Data entries:
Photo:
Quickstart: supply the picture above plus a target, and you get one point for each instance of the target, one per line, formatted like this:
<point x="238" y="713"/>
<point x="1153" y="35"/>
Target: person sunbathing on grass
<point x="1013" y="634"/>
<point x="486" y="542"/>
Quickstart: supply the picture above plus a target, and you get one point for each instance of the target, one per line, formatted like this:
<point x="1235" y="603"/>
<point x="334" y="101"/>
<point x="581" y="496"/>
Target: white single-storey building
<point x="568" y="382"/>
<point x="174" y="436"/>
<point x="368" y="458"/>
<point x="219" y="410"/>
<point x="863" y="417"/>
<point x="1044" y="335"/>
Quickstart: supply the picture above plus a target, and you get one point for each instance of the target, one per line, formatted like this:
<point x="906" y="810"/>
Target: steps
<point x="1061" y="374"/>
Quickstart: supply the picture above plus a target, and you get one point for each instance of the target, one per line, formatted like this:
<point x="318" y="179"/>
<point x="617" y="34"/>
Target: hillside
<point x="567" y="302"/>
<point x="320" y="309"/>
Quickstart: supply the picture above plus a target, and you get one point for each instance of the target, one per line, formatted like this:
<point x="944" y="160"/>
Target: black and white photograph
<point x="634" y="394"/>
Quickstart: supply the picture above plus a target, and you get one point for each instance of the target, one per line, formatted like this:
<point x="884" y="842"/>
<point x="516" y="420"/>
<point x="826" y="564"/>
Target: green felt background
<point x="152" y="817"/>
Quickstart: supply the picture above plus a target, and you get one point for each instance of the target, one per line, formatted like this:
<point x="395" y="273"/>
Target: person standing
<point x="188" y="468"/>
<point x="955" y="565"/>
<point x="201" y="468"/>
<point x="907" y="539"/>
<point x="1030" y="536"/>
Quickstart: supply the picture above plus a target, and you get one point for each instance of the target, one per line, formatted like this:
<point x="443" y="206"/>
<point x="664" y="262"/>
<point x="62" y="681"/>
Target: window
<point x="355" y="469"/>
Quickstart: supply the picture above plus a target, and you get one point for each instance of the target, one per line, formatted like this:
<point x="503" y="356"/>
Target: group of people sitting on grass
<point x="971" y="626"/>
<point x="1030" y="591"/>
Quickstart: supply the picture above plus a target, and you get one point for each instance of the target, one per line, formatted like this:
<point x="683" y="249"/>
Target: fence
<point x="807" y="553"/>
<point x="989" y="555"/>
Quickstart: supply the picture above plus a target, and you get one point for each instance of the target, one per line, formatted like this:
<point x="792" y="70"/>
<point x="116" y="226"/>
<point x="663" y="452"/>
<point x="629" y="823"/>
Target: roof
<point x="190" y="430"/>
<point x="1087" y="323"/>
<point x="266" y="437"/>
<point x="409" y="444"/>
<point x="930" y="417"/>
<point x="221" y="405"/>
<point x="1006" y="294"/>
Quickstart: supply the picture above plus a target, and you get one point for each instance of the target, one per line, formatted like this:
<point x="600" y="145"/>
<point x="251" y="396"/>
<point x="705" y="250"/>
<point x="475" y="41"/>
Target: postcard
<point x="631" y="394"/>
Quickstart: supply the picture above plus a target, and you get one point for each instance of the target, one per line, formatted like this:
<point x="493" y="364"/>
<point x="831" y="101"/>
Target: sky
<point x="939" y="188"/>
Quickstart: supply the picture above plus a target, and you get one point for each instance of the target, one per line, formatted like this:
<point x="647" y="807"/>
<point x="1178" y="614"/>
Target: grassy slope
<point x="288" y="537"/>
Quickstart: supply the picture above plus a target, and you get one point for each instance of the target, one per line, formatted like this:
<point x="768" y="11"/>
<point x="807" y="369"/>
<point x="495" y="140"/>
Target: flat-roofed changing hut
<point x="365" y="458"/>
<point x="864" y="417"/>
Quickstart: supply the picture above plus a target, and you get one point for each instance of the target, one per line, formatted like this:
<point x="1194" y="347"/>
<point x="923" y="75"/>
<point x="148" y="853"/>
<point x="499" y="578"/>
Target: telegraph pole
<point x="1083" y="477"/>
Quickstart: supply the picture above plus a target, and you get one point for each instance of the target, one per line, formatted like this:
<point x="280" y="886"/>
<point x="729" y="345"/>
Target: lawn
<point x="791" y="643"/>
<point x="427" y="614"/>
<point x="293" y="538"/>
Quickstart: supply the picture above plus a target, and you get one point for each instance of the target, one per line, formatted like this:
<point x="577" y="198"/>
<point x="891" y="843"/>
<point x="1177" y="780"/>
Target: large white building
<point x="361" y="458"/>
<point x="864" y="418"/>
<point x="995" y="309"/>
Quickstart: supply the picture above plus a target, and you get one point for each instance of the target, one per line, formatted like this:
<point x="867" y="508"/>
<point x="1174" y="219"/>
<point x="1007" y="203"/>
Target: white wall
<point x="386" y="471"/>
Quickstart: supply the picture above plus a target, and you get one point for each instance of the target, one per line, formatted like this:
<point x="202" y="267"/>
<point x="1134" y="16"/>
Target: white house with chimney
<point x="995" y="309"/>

**GIVEN PROBLEM:**
Retype the records in full. Keep every line identical to the original.

**RESPONSE:**
Photo:
Quickstart: supply the picture above plus a target, and you get one point for each instance of the target, one per line, formatted like this:
<point x="238" y="713"/>
<point x="1153" y="35"/>
Target: person sunbathing on grass
<point x="1013" y="634"/>
<point x="486" y="542"/>
Quickstart: supply the picture above plus a target, and you get one point for each instance of the target, one per line, formatted like this:
<point x="1235" y="603"/>
<point x="334" y="101"/>
<point x="581" y="496"/>
Target: white single-storey building
<point x="568" y="382"/>
<point x="174" y="436"/>
<point x="368" y="458"/>
<point x="219" y="410"/>
<point x="863" y="417"/>
<point x="1044" y="335"/>
Quickstart: supply the picture above plus a target, and you get one point for each instance of the target, one per line, formatted like this:
<point x="906" y="810"/>
Target: steps
<point x="1061" y="374"/>
Quickstart: supply the picture above plus a target, and you get one point for each instance of the target, one per line, formatted like this:
<point x="318" y="179"/>
<point x="617" y="34"/>
Target: hillside
<point x="567" y="302"/>
<point x="320" y="309"/>
Quickstart: supply the picture above plus a target, and you get one point for each instance of the target, one per line, formatted like this:
<point x="944" y="160"/>
Target: black and white photograph
<point x="634" y="394"/>
Quickstart: supply the picture above plus a target, and you get one point for each instance of the target, one per line, formatted like this:
<point x="884" y="842"/>
<point x="516" y="420"/>
<point x="826" y="564"/>
Target: green felt background
<point x="152" y="817"/>
Quickstart: supply the picture above plus a target, and you get one point for each instance of the target, one per line, formatted like this:
<point x="395" y="273"/>
Target: person standing
<point x="188" y="468"/>
<point x="955" y="565"/>
<point x="201" y="468"/>
<point x="907" y="539"/>
<point x="1030" y="536"/>
Quickstart: supply the picture above plus a target, and you get one point for each instance of the target, one per line, formatted like this:
<point x="443" y="206"/>
<point x="664" y="262"/>
<point x="62" y="681"/>
Target: window
<point x="355" y="469"/>
Quickstart: supply the picture above plus a target, and you get one point for each instance of the target, one per line, formatted like this:
<point x="503" y="356"/>
Target: group of people sitting on grass
<point x="971" y="626"/>
<point x="1030" y="591"/>
Quickstart: supply the picture above plus a target, and you get one point for each instance of the target, one per line, formatted like this:
<point x="683" y="249"/>
Target: fence
<point x="807" y="553"/>
<point x="989" y="555"/>
Quickstart: supply the picture above plus a target, and you get one point for each instance of the target, one per line, formatted like this:
<point x="792" y="70"/>
<point x="116" y="226"/>
<point x="663" y="452"/>
<point x="629" y="823"/>
Target: roof
<point x="190" y="430"/>
<point x="1087" y="323"/>
<point x="266" y="437"/>
<point x="409" y="444"/>
<point x="930" y="417"/>
<point x="221" y="405"/>
<point x="1006" y="294"/>
Quickstart: supply the picture above plus a target, and you get one point for each instance of the target, one per line, formatted like this:
<point x="600" y="145"/>
<point x="251" y="396"/>
<point x="705" y="250"/>
<point x="475" y="41"/>
Target: postcard
<point x="631" y="394"/>
Quickstart: supply the picture above plus a target, and you get one point for each instance of the target, one per line, formatted like this:
<point x="493" y="364"/>
<point x="831" y="101"/>
Target: sky
<point x="939" y="188"/>
Quickstart: supply the picture above plus a target, and you get one point for each instance of the target, one per line, formatted like this:
<point x="647" y="807"/>
<point x="1178" y="614"/>
Target: grassy slope
<point x="288" y="537"/>
Quickstart: supply the picture above plus a target, and you get one point for each instance of the target, one per line, formatted like this:
<point x="768" y="11"/>
<point x="807" y="369"/>
<point x="495" y="140"/>
Target: flat-roofed changing hut
<point x="365" y="458"/>
<point x="864" y="417"/>
Quickstart: supply the picture above plus a target, and you get one point for each instance of the target, one per line, formatted like this:
<point x="1194" y="347"/>
<point x="923" y="75"/>
<point x="148" y="853"/>
<point x="499" y="578"/>
Target: telegraph pole
<point x="1083" y="477"/>
Quickstart: supply the picture above plus a target, and you get one point for each instance of the target, one per line, formatted like this:
<point x="280" y="886"/>
<point x="729" y="345"/>
Target: lawn
<point x="791" y="643"/>
<point x="427" y="614"/>
<point x="293" y="538"/>
Quickstart: supply the picture above plus a target, and you get one point for each instance of the target, one per line, formatted like this:
<point x="577" y="198"/>
<point x="891" y="843"/>
<point x="1177" y="780"/>
Target: large white building
<point x="361" y="458"/>
<point x="864" y="418"/>
<point x="995" y="309"/>
Quickstart: supply the picture above plus a target, and you get one point for each instance of the target, one per line, formatted like this:
<point x="867" y="508"/>
<point x="1174" y="219"/>
<point x="1007" y="203"/>
Target: white wall
<point x="386" y="471"/>
Quickstart: supply the picture above plus a target, and you get one point for each instance of the target, one per line, formatted like this:
<point x="202" y="267"/>
<point x="1134" y="16"/>
Target: white house with chimney
<point x="995" y="309"/>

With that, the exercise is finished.